* _Work instructions_:
Set the listing down again in full, word for word, with the pictures left out.

* _Data to process_:
-=-=-

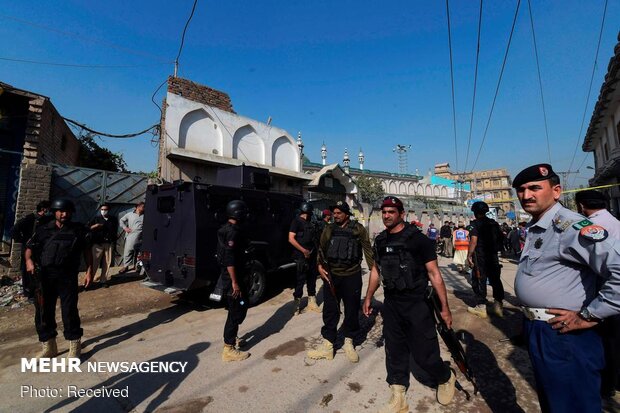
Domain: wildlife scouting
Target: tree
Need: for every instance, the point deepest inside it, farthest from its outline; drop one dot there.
(370, 189)
(94, 156)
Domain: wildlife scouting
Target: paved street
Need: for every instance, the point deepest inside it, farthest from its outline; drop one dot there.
(277, 377)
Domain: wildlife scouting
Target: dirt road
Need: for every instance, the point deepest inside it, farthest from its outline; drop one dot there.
(128, 322)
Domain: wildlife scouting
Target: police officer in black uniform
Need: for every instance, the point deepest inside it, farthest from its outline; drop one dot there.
(232, 244)
(302, 236)
(22, 232)
(53, 258)
(406, 260)
(340, 250)
(485, 242)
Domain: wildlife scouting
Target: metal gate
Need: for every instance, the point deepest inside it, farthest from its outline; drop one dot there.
(89, 188)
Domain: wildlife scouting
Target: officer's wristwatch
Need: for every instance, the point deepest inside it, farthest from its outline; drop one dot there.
(586, 315)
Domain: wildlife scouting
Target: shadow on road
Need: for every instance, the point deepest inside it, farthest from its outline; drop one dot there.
(494, 385)
(143, 386)
(271, 326)
(112, 338)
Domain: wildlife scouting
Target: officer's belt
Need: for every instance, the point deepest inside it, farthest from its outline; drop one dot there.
(539, 314)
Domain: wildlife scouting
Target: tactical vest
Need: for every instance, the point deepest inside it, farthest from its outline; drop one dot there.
(399, 271)
(461, 239)
(220, 250)
(60, 250)
(344, 246)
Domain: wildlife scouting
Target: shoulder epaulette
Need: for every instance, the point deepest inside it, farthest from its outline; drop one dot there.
(562, 222)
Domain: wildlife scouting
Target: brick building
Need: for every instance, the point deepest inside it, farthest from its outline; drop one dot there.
(32, 135)
(603, 135)
(494, 186)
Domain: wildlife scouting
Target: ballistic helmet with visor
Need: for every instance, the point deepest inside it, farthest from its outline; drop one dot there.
(306, 208)
(392, 201)
(62, 204)
(342, 206)
(479, 207)
(237, 209)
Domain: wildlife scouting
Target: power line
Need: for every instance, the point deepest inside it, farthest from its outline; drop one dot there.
(109, 135)
(499, 82)
(542, 96)
(456, 152)
(473, 100)
(176, 61)
(83, 66)
(583, 118)
(82, 37)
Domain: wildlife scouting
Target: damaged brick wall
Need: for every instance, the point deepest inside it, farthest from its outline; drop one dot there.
(199, 93)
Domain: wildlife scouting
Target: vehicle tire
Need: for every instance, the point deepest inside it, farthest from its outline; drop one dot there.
(257, 283)
(439, 246)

-=-=-

* _Answer to the problem_:
Domain: wildlife scouting
Target: tree
Need: for every instance, the point deepest inside it, farthest from its outline; drop one dot there.
(370, 189)
(94, 156)
Domain: wildlife scouting
Target: paved street
Need: for every instance, the point deepest inside it, farthest from its outline; drop one dot there.
(277, 377)
Domain: wildlife scouting
Target: dirt road
Need: for every instance, the point deepest inside it, farthest from its outline; drop one dot there.
(128, 322)
Domain: wildlife scouting
Target: police officer in black uniform
Need: for every instance, the point deepest inside it, farthest from its outline; drop one dot there.
(232, 244)
(302, 236)
(22, 232)
(53, 258)
(406, 260)
(340, 250)
(485, 242)
Domain: wildlife scouting
Target: metal gate
Need: for every instance, the point deepest inside it, farthest from its outline; drop one dot there.
(89, 188)
Domain: wildlife scouting
Target: officer's wristwatch
Need: for every instance, the point deepest inside it, farthest from its outline; drop one dot there.
(586, 315)
Domain: wildlife scouting
Target: shadow on road
Need: for every instance, the point deepest inside it, farthest from its outline; drop one dot there.
(494, 385)
(143, 386)
(271, 326)
(112, 338)
Domain: wildlife scouting
Target: officer's belt
Need: for every instance, the point deepest inside it, farthest from its outline; drop one dot there.
(539, 314)
Domain: wildlife scouting
Target: tactical vest
Need: for every instance, the point deepest inside it, farthest from its outline; drop one dot there.
(399, 271)
(461, 239)
(220, 250)
(60, 250)
(344, 246)
Domain: wildlife scouting
Target: shoulder epaulette
Need: for every instance, the point deepest inside it, farthest from its outline; drop one dot there.
(562, 222)
Domain: wildlife scouting
Target: brick building
Need: for every instance, the point deepest inside it, farthest from its outline; drop one dot there.
(32, 135)
(603, 135)
(494, 186)
Domain: wildlife scouting
Target: ballistic helmet with visor
Need: for every instance, the point deepest inside it, farthest from its outline; drop one dot there.
(306, 208)
(392, 201)
(62, 204)
(342, 206)
(479, 207)
(237, 209)
Domain: wildlife scouting
Target: power line
Need: for every instance, the point deepest inside it, farthest from its outline; drop one dot there.
(109, 135)
(499, 82)
(542, 96)
(456, 152)
(473, 100)
(176, 61)
(83, 66)
(583, 118)
(82, 37)
Domain: wildlife scouting
Target: damaged brick wall
Need: for every instance, the point deepest inside it, farthest from its outline; drop one dot there.
(199, 93)
Domain: wildlife scouting
Target: vehicle tire
Need: for every instance, the point deepest inside it, farthest from its outline; drop one dot there.
(257, 283)
(439, 246)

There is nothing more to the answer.